— SET EXERCISE —
Repeat the entire listing exactly.

--- Start ---

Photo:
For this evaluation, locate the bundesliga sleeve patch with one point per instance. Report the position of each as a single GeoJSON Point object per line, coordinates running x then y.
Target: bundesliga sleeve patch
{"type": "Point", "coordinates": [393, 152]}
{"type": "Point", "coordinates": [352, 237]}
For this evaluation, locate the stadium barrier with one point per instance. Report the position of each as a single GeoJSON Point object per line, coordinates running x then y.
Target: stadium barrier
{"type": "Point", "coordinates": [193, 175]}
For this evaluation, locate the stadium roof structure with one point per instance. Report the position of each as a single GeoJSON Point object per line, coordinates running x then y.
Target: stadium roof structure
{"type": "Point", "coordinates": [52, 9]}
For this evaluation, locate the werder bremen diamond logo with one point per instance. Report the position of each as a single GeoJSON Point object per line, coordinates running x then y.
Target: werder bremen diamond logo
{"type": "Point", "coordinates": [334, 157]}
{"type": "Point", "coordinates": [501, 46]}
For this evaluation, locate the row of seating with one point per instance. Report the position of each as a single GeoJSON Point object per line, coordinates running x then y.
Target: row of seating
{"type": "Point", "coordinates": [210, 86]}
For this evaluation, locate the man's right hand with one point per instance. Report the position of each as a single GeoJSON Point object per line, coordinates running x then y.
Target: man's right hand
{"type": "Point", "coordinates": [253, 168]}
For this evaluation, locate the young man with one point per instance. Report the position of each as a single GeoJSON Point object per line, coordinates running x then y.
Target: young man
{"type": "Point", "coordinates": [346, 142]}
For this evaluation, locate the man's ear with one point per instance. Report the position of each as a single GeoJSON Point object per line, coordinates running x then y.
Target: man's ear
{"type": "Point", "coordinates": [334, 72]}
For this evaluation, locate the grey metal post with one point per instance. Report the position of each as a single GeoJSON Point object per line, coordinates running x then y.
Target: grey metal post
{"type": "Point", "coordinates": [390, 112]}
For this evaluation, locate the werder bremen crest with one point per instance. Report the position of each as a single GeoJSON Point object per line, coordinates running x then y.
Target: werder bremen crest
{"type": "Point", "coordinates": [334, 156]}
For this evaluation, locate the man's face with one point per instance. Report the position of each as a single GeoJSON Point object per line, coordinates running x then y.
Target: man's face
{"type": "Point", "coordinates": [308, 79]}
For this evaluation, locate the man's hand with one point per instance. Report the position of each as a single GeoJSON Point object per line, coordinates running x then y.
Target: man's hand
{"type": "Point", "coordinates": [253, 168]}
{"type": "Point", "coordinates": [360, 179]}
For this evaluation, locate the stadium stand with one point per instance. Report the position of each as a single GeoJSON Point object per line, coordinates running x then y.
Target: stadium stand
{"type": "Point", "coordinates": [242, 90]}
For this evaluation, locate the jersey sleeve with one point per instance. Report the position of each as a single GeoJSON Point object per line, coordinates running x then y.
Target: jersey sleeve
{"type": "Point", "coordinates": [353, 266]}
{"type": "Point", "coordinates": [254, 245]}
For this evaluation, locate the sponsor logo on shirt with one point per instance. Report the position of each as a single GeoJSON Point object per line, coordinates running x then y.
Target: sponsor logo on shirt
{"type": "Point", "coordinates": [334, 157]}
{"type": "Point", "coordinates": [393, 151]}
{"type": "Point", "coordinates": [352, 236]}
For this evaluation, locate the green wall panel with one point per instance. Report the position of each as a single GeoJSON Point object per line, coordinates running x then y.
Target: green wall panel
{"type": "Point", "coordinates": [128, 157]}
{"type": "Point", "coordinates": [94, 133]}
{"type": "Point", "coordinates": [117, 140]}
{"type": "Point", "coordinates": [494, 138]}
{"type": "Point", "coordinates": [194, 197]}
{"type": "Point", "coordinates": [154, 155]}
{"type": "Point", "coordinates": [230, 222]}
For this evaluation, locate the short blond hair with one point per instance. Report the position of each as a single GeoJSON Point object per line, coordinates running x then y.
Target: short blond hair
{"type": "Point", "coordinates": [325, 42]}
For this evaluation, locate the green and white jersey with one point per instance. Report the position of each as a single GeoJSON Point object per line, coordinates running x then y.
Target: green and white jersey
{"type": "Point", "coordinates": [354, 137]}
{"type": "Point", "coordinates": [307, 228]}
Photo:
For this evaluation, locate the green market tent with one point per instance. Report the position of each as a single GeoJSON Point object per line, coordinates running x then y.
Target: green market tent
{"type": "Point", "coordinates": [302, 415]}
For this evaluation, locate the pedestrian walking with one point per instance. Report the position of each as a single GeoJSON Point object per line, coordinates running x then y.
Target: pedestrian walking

--- End ---

— RESPONSE TO THE TASK —
Photo:
For this evaluation, locate the bundesliga sleeve patch with one point per instance. Report the position of each as a single GeoJSON Point object per line, coordinates running x then y.
Target: bundesliga sleeve patch
{"type": "Point", "coordinates": [393, 152]}
{"type": "Point", "coordinates": [352, 237]}
For this evaluation, locate the stadium barrier with one point per instance. Report the position of each as a single GeoJSON Point object per line, coordinates running x then y.
Target: stadium barrier
{"type": "Point", "coordinates": [193, 175]}
For this evaluation, locate the stadium roof structure with one point per instance. Report the position of each as a single GeoJSON Point object per line, coordinates running x then y.
Target: stadium roof structure
{"type": "Point", "coordinates": [52, 9]}
For this evaluation, locate the werder bremen diamond logo with one point per instance. Report the position of each as a single GeoJSON Point object per line, coordinates running x then y.
Target: werder bremen diamond logo
{"type": "Point", "coordinates": [334, 157]}
{"type": "Point", "coordinates": [501, 46]}
For this evaluation, locate the row of seating with one point per instance. Report the position of each as a single GeoJSON Point object per line, coordinates running x then y.
Target: row of seating
{"type": "Point", "coordinates": [210, 86]}
For this evaluation, locate the man's right hand with one point per instance. Report the position of each as a single GeoJSON Point object per line, coordinates running x then y.
Target: man's right hand
{"type": "Point", "coordinates": [253, 168]}
For this evaluation, locate the young man with one point per instance. Report the position of each as a single GeoJSON Point object per line, coordinates running x then y.
Target: young man
{"type": "Point", "coordinates": [346, 142]}
For this evaluation, locate the man's ear with one point per instance. Report the position of each as a single GeoJSON Point object per line, coordinates running x then y.
Target: man's ear
{"type": "Point", "coordinates": [334, 72]}
For this evaluation, locate the grey metal post with one point per instance. Report the position of each as a single GeoJSON Point object per line, coordinates running x then y.
Target: grey metal post
{"type": "Point", "coordinates": [390, 112]}
For this evaluation, locate the werder bremen crest with one point per instance. Report the position of each as a single GeoJSON Point object per line, coordinates running x then y.
Target: werder bremen crest
{"type": "Point", "coordinates": [334, 156]}
For this evaluation, locate the man's face with one point per instance. Report the position of each as a single GeoJSON Point object per line, coordinates running x then y.
Target: man's face
{"type": "Point", "coordinates": [308, 79]}
For this evaluation, locate the man's hand with one point per instance. Report the position of each as a single GeoJSON Point object per line, coordinates running x then y.
Target: man's hand
{"type": "Point", "coordinates": [253, 168]}
{"type": "Point", "coordinates": [360, 179]}
For this evaluation, locate the stadium stand with one point per instance. Report the position of each as a single GeoJSON Point object per line, coordinates running x then y.
Target: stadium stand
{"type": "Point", "coordinates": [242, 90]}
For this evaluation, locate the jersey sleeve with one point per instance. Report the position of each as a single GeoJSON Point object per line, coordinates running x then y.
Target: jersey sleeve
{"type": "Point", "coordinates": [353, 266]}
{"type": "Point", "coordinates": [254, 245]}
For this evaluation, locate the sponsor logo on shirt with one point per instance. Report the position of each as a single GeoJSON Point object per line, coordinates running x then y.
Target: sponsor logo on shirt
{"type": "Point", "coordinates": [334, 157]}
{"type": "Point", "coordinates": [393, 151]}
{"type": "Point", "coordinates": [352, 236]}
For this evaluation, locate the green wall panel with one point per instance. Report the position of each as a single GeoJSON Point object per line, coordinates running x then y.
Target: green wall panel
{"type": "Point", "coordinates": [128, 157]}
{"type": "Point", "coordinates": [94, 133]}
{"type": "Point", "coordinates": [117, 140]}
{"type": "Point", "coordinates": [494, 138]}
{"type": "Point", "coordinates": [194, 197]}
{"type": "Point", "coordinates": [154, 155]}
{"type": "Point", "coordinates": [230, 222]}
For this evaluation, locate the short blond hair with one point per instance. Report the position of each as a single GeoJSON Point object per line, coordinates running x then y.
Target: short blond hair
{"type": "Point", "coordinates": [325, 42]}
For this evaluation, locate the green and white jersey with one point per instance. Report the position of each as a single GeoJSON Point object per line, coordinates running x then y.
Target: green and white jersey
{"type": "Point", "coordinates": [354, 137]}
{"type": "Point", "coordinates": [307, 228]}
Photo:
For this evaluation, locate the green market tent with one point per instance. Report the position of each as a single GeoJSON Point object per line, coordinates running x then y.
Target: green market tent
{"type": "Point", "coordinates": [302, 415]}
For this evaluation, locate the pedestrian walking with one point per instance. Report the position of each as a single GeoJSON Point object per line, coordinates running x then y.
Target: pedestrian walking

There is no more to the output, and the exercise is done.